START Data for review

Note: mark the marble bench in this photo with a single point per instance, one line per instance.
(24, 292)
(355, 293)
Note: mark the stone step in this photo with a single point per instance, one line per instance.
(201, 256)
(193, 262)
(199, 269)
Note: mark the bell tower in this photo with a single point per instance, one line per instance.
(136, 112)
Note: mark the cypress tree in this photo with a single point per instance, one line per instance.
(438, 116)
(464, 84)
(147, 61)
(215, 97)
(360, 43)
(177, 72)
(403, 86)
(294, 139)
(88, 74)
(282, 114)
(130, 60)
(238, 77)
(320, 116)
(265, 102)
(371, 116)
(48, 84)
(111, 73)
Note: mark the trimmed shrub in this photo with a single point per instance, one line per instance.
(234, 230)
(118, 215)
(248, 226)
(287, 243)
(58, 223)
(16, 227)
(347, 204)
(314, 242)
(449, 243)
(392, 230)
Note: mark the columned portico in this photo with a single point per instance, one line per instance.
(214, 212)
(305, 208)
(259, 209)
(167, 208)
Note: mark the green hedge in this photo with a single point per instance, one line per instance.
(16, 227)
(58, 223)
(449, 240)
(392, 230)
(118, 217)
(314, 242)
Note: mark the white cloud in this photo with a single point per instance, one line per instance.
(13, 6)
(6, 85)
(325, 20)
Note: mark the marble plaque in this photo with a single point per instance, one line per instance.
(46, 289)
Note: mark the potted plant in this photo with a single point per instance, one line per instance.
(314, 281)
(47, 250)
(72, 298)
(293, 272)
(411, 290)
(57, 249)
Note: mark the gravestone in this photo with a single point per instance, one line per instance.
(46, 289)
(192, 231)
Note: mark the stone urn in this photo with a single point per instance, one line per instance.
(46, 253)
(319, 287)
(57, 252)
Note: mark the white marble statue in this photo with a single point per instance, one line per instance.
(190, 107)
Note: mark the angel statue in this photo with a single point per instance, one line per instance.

END Data for review

Exercise instructions:
Exact repetition of every entry in the data is required.

Worked solution:
Note: mark the marble bench in this photo with a single point per instance, one line per instance.
(24, 292)
(355, 293)
Note: mark the stone step in this photo with a single point per instance, one line per instance.
(201, 256)
(193, 262)
(199, 269)
Note: mark the bell tower in this photo with a single point per instance, one line per instance.
(136, 112)
Note: mark the cypress tree in this photo with a single point per instance, one line per instance.
(438, 116)
(464, 84)
(147, 61)
(215, 97)
(360, 43)
(177, 72)
(403, 86)
(294, 139)
(88, 74)
(282, 114)
(130, 60)
(238, 77)
(320, 116)
(265, 102)
(371, 116)
(48, 84)
(111, 73)
Note: mark the trimmed shrub in this photo with a single point per instance, one line per instance.
(234, 230)
(118, 215)
(248, 226)
(287, 243)
(58, 223)
(16, 227)
(347, 204)
(314, 242)
(449, 243)
(392, 230)
Note: mark the columned portico in this photo with a single point per instance, one line per instance.
(214, 212)
(305, 208)
(259, 209)
(167, 208)
Note: mark the green hedge in this photo with a single point per instance, one line per instance.
(16, 227)
(58, 223)
(449, 240)
(392, 230)
(118, 217)
(314, 242)
Note: mark the white cloud in this photo with a single point per instance, one line per instance.
(13, 6)
(6, 85)
(325, 20)
Note: mark the marble plaque in this photo with a single point per instance, one line per instance.
(46, 289)
Note: mark the potted plant in this photo with a single point per instance, one line per instance.
(314, 281)
(47, 250)
(72, 298)
(293, 272)
(411, 290)
(57, 249)
Note: mark the gravestone in this photo with a single point per instance, one line per instance.
(46, 289)
(192, 231)
Note: mark the stone urn in this photo with a single point per instance, one line per instance.
(46, 253)
(319, 287)
(57, 252)
Note: mark the white marble statue in this photo with a single point per instance, one line per instance.
(190, 107)
Note: mark the angel statue in this photo with a single point per instance, one line per instance.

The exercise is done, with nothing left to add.